EXERCISE AIM: Copy each of the rows below word for word, keeping every line unchanged and in the same order.
─── EXERCISE INPUTS
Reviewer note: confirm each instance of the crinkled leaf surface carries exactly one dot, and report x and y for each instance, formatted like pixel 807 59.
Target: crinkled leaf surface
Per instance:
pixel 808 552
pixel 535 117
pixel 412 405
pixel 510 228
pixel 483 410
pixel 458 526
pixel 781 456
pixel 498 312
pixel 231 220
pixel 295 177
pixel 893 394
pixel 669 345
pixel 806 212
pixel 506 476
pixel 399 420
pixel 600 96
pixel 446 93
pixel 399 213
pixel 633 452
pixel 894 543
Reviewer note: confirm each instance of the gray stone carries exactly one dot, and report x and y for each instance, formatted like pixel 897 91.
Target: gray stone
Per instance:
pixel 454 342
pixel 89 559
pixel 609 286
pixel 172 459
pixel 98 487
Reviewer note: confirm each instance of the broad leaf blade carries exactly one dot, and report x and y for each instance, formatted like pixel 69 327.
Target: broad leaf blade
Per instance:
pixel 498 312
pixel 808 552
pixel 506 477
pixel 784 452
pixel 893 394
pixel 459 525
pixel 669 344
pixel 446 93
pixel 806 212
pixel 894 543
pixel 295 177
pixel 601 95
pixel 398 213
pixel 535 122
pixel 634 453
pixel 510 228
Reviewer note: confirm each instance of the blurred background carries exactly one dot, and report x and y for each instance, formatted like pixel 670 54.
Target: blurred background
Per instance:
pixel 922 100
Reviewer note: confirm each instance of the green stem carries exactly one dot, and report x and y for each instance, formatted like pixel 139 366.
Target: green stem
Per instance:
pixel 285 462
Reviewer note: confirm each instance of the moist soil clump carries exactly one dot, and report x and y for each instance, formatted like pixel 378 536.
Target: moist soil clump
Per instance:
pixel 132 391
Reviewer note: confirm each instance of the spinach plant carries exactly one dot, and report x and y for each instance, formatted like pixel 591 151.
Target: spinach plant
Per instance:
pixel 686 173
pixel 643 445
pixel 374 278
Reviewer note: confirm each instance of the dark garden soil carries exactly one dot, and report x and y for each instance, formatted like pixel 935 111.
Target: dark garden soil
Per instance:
──────
CORRECT ANSWER:
Reviewer note: confirm each instance of the crinkled leaf surface carries exactly one dot, and report x and y for each instance, formatted like pixel 807 59.
Target: crinkled leaf surface
Per instance:
pixel 808 552
pixel 535 117
pixel 412 405
pixel 510 228
pixel 483 410
pixel 458 526
pixel 781 456
pixel 498 312
pixel 231 220
pixel 295 177
pixel 893 394
pixel 669 345
pixel 806 212
pixel 506 476
pixel 399 420
pixel 600 96
pixel 446 93
pixel 399 213
pixel 633 452
pixel 894 543
Reviewer note: confirm each instance of the gray stone carries exactly one dot, and report x and y for each instance, formatted like pixel 897 91.
Target: gray stone
Per instance:
pixel 454 342
pixel 89 559
pixel 609 286
pixel 172 459
pixel 98 487
Reviewer note: confirm each instance of the broad leaf blade carries exactly one dot, and report x and y for each instance, formatted like pixel 69 327.
Target: broad leaf blade
Per instance:
pixel 498 312
pixel 808 552
pixel 506 477
pixel 784 452
pixel 893 394
pixel 459 525
pixel 669 344
pixel 446 93
pixel 806 212
pixel 894 543
pixel 295 177
pixel 601 95
pixel 398 213
pixel 535 122
pixel 634 453
pixel 510 228
Reviewer note: confirm each instance of the blurred background carries exactly one dot, and report x and y for each instance, formatted like pixel 670 54.
Target: blurred background
Per instance:
pixel 922 100
Reviewer note: confirm each instance of the green stem carries exactly one dot, and report x and y for each instance, formatted like pixel 139 366.
Target: green stem
Per instance:
pixel 285 462
Reviewer note: confirm each instance of the moist soil clump carries exactly one dot, and report x and y for each instance, formatted like pixel 378 536.
Target: moist soil clump
Per instance:
pixel 132 391
Reviewer note: confirm each instance of the spinach plant carries exactly one dot, and report x and y for each instance, formatted like pixel 591 151.
Target: spinach plant
Per instance:
pixel 686 173
pixel 643 445
pixel 374 278
Reviewer note: confirm each instance of the dark garden soil carries exactly one dot, and report x and y for each instance, formatted like pixel 935 111.
Target: dark garden soil
Per instance:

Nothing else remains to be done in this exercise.